Requirement 1
Please recast the entries as a Markdown table with the columns Row and Line, starting at the line with "Locate the mustache" and running through the last line of the entries, with blank lines left out.
--- Start of Given text ---
← Back to Real Engineering Stories

Real Engineering Stories

The N+1 Query Problem That Slowed Down Our API

A production incident where an N+1 query problem in a user feed endpoint caused database load to spike, slowing down the entire API. Learn about N+1 queries, eager loading, and query optimization.

Intermediate20 min read

This is a story about how a seemingly simple feature addition—showing user avatars in a feed—caused our API to slow down from 100ms to 10+ seconds. It's also about why understanding database query patterns matters, and how we learned to profile queries before deploying.


Context

We were running a social media API with a feed endpoint that returned posts from users you follow. The system handled about 2M feed requests per day. Initially, the feed only showed post content and timestamps.

Original Architecture:

graph TB
    Client[Client] --> API[API Server]
    API --> Cache[Redis Cache]
    API --> DB[(PostgreSQL Database)]
    Cache --> DB

Technology Choices:

  • API: Node.js with Express
  • Database: PostgreSQL with connection pooling
  • Cache: Redis for feed data
  • ORM: Sequelize

Assumptions Made:

  • Feed queries would be fast (indexed user_id and created_at)
--- End of Given text ---
--- Start of Given records ---
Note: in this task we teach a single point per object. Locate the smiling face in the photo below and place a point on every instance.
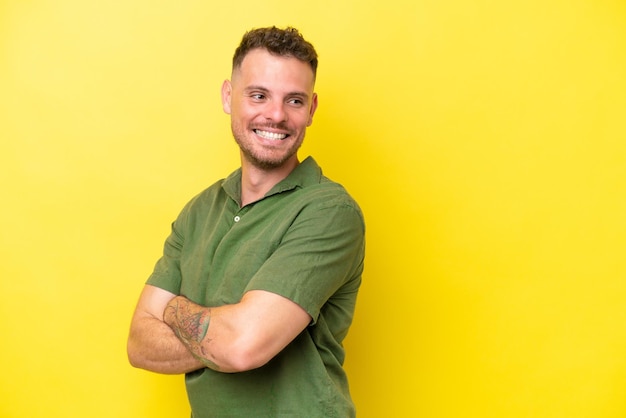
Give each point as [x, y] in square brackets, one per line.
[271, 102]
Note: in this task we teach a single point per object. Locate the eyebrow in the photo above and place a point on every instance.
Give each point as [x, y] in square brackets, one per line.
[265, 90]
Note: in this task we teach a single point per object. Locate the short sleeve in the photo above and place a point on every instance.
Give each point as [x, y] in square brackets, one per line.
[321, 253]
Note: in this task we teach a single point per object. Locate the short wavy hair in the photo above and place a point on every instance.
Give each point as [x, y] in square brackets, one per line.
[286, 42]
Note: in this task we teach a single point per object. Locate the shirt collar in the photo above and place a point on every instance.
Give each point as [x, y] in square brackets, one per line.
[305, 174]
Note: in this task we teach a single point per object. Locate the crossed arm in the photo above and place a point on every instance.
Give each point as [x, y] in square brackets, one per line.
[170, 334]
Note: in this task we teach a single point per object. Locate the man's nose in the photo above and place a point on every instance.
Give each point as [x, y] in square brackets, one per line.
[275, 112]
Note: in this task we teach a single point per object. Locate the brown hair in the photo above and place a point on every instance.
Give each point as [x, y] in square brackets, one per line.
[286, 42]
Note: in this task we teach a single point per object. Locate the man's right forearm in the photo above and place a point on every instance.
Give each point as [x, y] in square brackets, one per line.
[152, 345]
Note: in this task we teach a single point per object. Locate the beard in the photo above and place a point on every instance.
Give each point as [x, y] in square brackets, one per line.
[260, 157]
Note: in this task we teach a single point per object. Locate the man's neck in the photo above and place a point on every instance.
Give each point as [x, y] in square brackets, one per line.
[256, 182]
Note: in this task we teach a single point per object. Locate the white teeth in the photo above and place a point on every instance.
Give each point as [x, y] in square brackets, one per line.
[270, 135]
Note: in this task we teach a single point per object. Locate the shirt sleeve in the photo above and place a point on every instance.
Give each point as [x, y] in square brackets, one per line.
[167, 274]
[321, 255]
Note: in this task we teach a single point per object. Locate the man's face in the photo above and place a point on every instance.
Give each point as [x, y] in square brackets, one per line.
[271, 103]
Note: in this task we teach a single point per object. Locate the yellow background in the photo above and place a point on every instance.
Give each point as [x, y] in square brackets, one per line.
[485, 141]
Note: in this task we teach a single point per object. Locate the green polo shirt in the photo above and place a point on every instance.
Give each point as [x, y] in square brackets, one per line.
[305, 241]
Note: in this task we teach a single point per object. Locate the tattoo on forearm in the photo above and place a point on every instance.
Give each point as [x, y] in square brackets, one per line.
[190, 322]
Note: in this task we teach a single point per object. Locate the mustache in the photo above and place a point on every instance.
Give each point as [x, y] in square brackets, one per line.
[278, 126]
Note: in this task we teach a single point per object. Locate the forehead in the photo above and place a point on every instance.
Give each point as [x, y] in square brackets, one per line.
--- End of Given records ---
Requirement 2
Continue the article on the N+1 query problem from the point where it stops.

Exercise answer 1
| Row | Line |
|---|---|
| 1 | Note: in this task we teach a single point per object. Locate the mustache in the photo above and place a point on every instance. |
| 2 | Give each point as [x, y] in square brackets, one per line. |
| 3 | [278, 126] |
| 4 | Note: in this task we teach a single point per object. Locate the forehead in the photo above and place a point on every instance. |
| 5 | Give each point as [x, y] in square brackets, one per line. |

Exercise answer 2
  • Database could handle feed request load
  • Adding user avatars wouldn't significantly impact performance

The Incident

Timeline:

  • Day 1: Feature deployed: show user avatars in feed
  • Day 2: API response time increased from 100ms to 500ms (noticed but not investigated)
  • Day 3: Response time increased to 2 seconds (alert fired)
  • Day 4: Response time increased to 5 seconds (investigation started)
  • Day 5: Response time increased to 10+ seconds (service degradation)
  • Day 5, 2:00 PM: Database CPU usage at 90%
  • Day 5, 2:15 PM: On-call engineer paged
  • Day 5, 2:30 PM: Identified N+1 query problem
  • Day 5, 3:00 PM: Hotfix deployed (eager loading)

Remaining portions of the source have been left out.